Back to the dame. I go on to tell her how screwed up my trip was and how much hassle I had to go through to get a replacement. She goes on to shower so much sympathy on me it's like murder by saccharin. A minute more of her sweet talk and I would have been convinced that I was an orphan and she my guardian angel. Now I despise sympathy and sweet talk. Hate it. Fucken puke on it. If it were someone else I'd empty out my bladder on them, both figuratively and literally. Maybe that's how the phrase 'Don't piss me off' came into being. Or maybe that's how piss therapy was discovered. (Ok I'll pretend I didn't write that. I'm quite disgusting but p*** therapy is way out of my disgusting threshold. (See - I didn't even write p*** this time).

Note to self -
1 - After about 7 minutes of sweet talk, my anger was easing off and the p*** tsunami inside me aching to come out. (Maybe that's what they mean by hard shell with a soft inside).
2 - Next time I'm bloated with a full bladder I'm wearing a sign that says - 'Do not approach if package is bloated'.

Now here's where things start to get interesting. All the driving, filling up, p*** holding, sweet talk and sympathy was making me hallucinational (Just realized this is not a word). The same way I felt the first time I breathed in clean, non-polluted, unadulterated American air - I almost choked on it.

Note to self -
1 - Bombay is polluted. BIG TIME!
· · · ·
Task — Please condense the paragraph of the excerpt above that begins "Now here's where things start to get interesting" into one shorter sentence that keeps its main facts.
· · · ·
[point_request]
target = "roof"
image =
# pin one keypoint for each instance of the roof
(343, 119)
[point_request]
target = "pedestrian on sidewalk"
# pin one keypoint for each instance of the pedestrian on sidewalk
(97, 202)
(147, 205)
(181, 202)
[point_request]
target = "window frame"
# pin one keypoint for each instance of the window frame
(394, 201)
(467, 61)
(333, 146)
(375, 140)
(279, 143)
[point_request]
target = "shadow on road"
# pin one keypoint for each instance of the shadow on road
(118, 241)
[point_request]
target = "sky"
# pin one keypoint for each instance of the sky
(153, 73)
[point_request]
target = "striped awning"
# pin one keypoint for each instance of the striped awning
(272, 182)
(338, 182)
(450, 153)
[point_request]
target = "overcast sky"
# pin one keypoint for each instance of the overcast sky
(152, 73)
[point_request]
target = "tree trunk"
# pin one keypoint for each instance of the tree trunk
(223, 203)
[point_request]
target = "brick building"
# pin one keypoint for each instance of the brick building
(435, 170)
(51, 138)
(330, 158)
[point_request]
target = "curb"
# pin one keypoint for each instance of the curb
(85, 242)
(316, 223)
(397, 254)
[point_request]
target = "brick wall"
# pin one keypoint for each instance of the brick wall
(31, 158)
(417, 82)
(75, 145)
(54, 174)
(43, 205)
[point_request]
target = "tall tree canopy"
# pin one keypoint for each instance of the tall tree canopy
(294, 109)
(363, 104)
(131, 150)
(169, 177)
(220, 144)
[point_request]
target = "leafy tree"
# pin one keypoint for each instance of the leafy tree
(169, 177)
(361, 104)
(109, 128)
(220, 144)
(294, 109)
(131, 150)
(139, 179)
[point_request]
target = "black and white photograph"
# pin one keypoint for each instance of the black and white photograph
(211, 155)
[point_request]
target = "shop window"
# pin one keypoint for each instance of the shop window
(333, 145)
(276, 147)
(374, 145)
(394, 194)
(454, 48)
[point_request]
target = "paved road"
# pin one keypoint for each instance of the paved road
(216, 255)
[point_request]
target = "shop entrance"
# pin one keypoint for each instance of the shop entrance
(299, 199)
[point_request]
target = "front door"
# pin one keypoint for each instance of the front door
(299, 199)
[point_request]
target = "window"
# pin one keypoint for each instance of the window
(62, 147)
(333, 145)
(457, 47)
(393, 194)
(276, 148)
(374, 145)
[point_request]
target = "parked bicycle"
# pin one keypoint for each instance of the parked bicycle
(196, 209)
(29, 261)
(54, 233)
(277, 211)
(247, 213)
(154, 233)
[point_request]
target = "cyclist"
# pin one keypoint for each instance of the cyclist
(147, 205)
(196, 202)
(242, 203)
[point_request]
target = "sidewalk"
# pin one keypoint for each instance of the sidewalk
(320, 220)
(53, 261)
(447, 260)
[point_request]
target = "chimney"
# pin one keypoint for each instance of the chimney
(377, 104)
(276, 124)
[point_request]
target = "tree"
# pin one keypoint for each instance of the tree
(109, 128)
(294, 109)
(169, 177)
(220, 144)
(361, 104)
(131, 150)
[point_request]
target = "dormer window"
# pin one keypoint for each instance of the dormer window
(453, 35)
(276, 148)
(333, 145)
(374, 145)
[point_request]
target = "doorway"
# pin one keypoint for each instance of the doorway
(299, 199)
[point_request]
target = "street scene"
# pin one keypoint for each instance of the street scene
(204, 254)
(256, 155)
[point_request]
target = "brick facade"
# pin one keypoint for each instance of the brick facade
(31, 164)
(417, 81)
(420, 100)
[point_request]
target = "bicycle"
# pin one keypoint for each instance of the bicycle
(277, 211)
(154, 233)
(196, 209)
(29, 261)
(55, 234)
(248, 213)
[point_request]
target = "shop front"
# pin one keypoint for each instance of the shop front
· · · ·
Expected answer — The driving, refueling, holding in a full bladder, sweet talk and sympathy left the writer feeling almost hallucinatory, much like the first breath of clean, unpolluted American air, which nearly made the writer choke.